Find "target | green grass" and "x=294, y=249" in the records below. Copy the lines holding them and every line between, exactly, and no others.

Entries shown →
****

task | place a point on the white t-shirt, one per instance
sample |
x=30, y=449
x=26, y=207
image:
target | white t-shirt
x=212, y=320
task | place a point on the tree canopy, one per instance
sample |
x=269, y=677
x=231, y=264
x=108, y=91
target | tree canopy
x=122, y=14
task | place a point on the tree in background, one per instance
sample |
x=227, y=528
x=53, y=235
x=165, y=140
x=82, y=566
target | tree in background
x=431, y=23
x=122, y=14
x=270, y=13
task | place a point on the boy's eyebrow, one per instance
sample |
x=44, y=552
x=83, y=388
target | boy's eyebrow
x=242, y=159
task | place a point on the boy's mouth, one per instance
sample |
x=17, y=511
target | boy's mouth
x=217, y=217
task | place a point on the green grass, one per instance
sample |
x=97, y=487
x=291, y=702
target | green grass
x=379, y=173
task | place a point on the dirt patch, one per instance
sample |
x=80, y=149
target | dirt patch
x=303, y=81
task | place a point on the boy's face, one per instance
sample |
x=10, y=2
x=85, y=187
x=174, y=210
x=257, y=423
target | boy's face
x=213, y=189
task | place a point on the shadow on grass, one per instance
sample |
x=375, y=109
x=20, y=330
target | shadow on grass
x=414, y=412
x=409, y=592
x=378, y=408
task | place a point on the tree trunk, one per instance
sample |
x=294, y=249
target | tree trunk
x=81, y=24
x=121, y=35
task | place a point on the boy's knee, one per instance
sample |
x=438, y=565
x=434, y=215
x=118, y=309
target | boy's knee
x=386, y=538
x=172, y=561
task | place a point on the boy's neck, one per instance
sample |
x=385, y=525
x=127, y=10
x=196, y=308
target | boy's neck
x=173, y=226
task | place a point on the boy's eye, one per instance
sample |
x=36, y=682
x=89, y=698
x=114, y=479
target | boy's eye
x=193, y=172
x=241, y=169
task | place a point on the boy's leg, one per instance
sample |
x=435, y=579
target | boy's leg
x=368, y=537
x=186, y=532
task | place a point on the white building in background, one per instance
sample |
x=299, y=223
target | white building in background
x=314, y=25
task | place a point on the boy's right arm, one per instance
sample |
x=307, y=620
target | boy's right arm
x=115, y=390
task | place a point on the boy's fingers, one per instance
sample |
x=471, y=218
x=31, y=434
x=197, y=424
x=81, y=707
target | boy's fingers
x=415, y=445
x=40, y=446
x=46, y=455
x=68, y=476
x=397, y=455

****

Written reply →
target | green grass
x=379, y=173
task | place a point on the dirt patch, one per instance
sample |
x=80, y=149
target | dirt patch
x=303, y=81
task | place a point on the boy's face, one per instance
sample |
x=10, y=2
x=85, y=187
x=174, y=210
x=257, y=423
target | boy's face
x=213, y=189
task | place a point on the shadow on grass, one per instance
sample |
x=375, y=109
x=20, y=330
target | shadow on grass
x=414, y=412
x=409, y=592
x=378, y=408
task | place a point on the tree trunk, one per instance
sample |
x=294, y=249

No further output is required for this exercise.